- _PASSAGE SOURCE_
****************
Ça va faire, Monsieur David Homel !

2008/03/31 | Par Pierre Dubuc

Après Lysiane Gagnon, la ministre Monique Jérôme-Forget (à l’émission Tout le monde en parle) et bien d’autres, c’est au tour de l’écrivain David Homel d’enfourcher le cheval de la démagogie sur la question linguistique.

Dans un « billet » intitulé « La langue qui fourche », publié dans l’édition de mars du journal Alternatives, encarté dans Le Devoir, David Homel s’insurge de l’inquiétude exprimée par « la révélation que le français est utilisé comme langue première dans moins de 50% des ménages sur l’île de Montréal ».

Homel ne voit pas « en quoi cela dérangerait les défenseurs de la langue nationale » qu’on parle polonais ou arabe à la maison, « pourvu qu’on parle français dans les lieux de travail, à l’école ou sur la scène publique »

Aux yeux des défenseurs de la langue nationale – qu’ils n’identifient pas – « le péché de ceux qui osent parler polonais, arabe ou anglais chez eux, c’est de ne pas être des Québécois de naissance. »

Homel invite ses lecteurs à la vigilance, car nous serions face à un « crime de l’ordre de l’existence » parce qu’on propose « de veiller sur notre vie privée, y compris les langues parlées à la maison ».

À l’entendre, la police de la langue serait à la porte des chambres à coucher! C’est d’ailleurs tout à fait ce qu’il suggère en déclarant : « Je cite ce grand Canadien français, Pierre Elliott Trudeau : ‘‘L’État n’a pas d’affaire dans les chambres à coucher de la nation’’ ».

Pas besoin d’entourloupettes

Dites donc clairement, Monsieur Homel, que tous ceux qui s’intéressent de près à l’évolution du français au Québec sont des racistes. Il n’est pas nécessaire de faire des entourloupettes ou de mettre des gants blancs, on a la couenne dure.

Hier, nous étions racistes parce que nous nous intéressions à la répartition ethnique des votes lors du référendum de 1995. Aujourd’hui, nous sommes sur le point de commettre un « crime de l’ordre de l’existence » (un synonyme sans doute de « crime contre l’humanité ») parce que nous nous intéressons aux transferts linguistiques. Après avoir demandé l’abolition de la sociologie électorale, vous voulez maintenant émasculé la science de la démographie.

D’ailleurs, vous demandez à mots à peine couverts l’abolition de Statistique Canada en cherchant à ridiculiser la science des statistiques. Vous écrivez : « Les statistiques mentent comme des arracheurs de dents ». Surtout celles, bien entendu, concernant le recul du français au Québec!

Pour appuyer votre savante analyse, vous vous donnez même en exemple : « Je ne pense pas être le seul à répondre ‘‘autre’’ à beaucoup de questions linguistico-identitaires pour le simple plaisir d’être ‘‘autre’’ et par devoir de rappeler à la société l’existence de l’autre en toutes choses ».
****************
- _EXTRAIT DES DONNÉES_
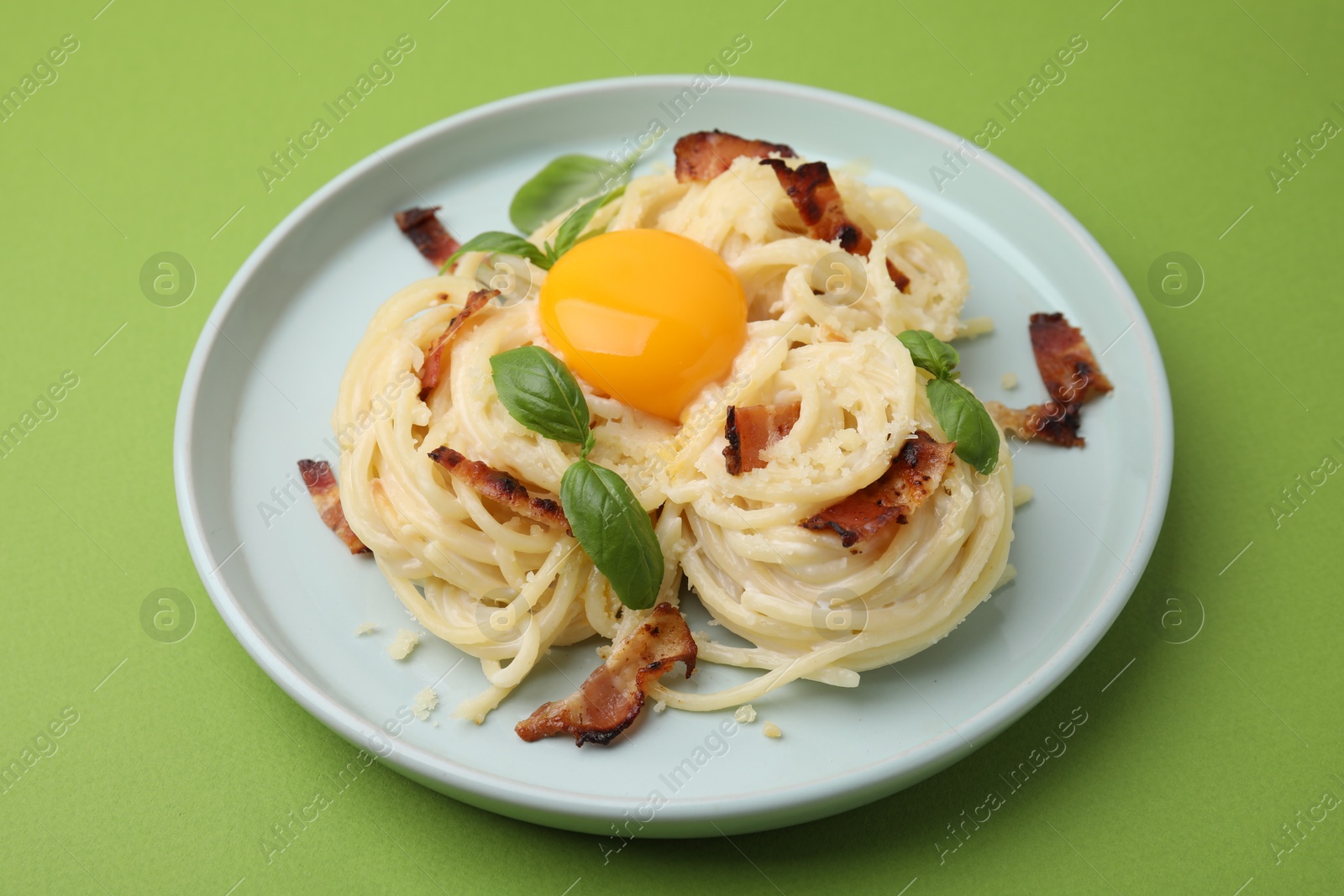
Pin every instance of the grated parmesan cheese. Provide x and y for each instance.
****************
- _CONSIGNE 1_
Selon le texte sur David Homel, dans quel journal a paru son billet « La langue qui fourche » ?
- _CONSIGNE 2_
Poursuivez le texte sur David Homel à partir de sa dernière phrase, dans le même ton.

- _RÉPONSE ATTENDUE 1_
Il a paru dans l’édition de mars du journal Alternatives, encarté dans Le Devoir.

- _RÉPONSE ATTENDUE 2_
Cher Monsieur Homel, on comprend votre besoin de rappeler votre existence à la société et que votre « moi » est peut-être « autre ». Mais votre propos a bien des semblables. Nous le connaissons sous toutes ses coutures, dans toutes ses pointures.

Il ne nous empêchera pas de nous intéresser de près à langue parlée à la maison, non pas, rassurez-vous, pour nous introduire dans les chambres à coucher – bien que c’est souvent là historiquement que s’opèrent les transferts linguistiques – mais parce que ces données permettent de mesurer les transferts linguistiques, la donnée démographique la plus importante.

Ce qui importe, ce n’est pas que les gens parlent polonais, arabe ou chinois à la maison, mais de savoir vers quelle langue – l’anglais ou le français – ils opéreront, eux ou plus vraisemblablement leurs enfants, un transfert linguistique. C’est ce que nous permettent de mesurer les recensements. Et le dernier nous dit qu’à peine la moitié des immigrants opèrent un transfert linguistique vers le français, alors que ça devrait être de l’ordre de 85% pour respecter la proportion entre les deux communautés linguistiques. Ce n’est pas malin à comprendre. Quand on veut comprendre.

Cette donnée est un signe qu’on ne parle pas autant le français que vous le laissez sous-entendre « dans les lieux de travail, à l’école ou sur la scène publique », sinon l’attrait pour le français serait beaucoup plus important. Ce que confirment d’autres données statistiques.

L’expérience des autres provinces nous enseigne également que la langue parlée à la maison est la mesure la plus juste du taux d’assimilation, un synonyme de transfert linguistique dont l’utilisation est honnie au Québec par crainte d’être traité de « raciste ».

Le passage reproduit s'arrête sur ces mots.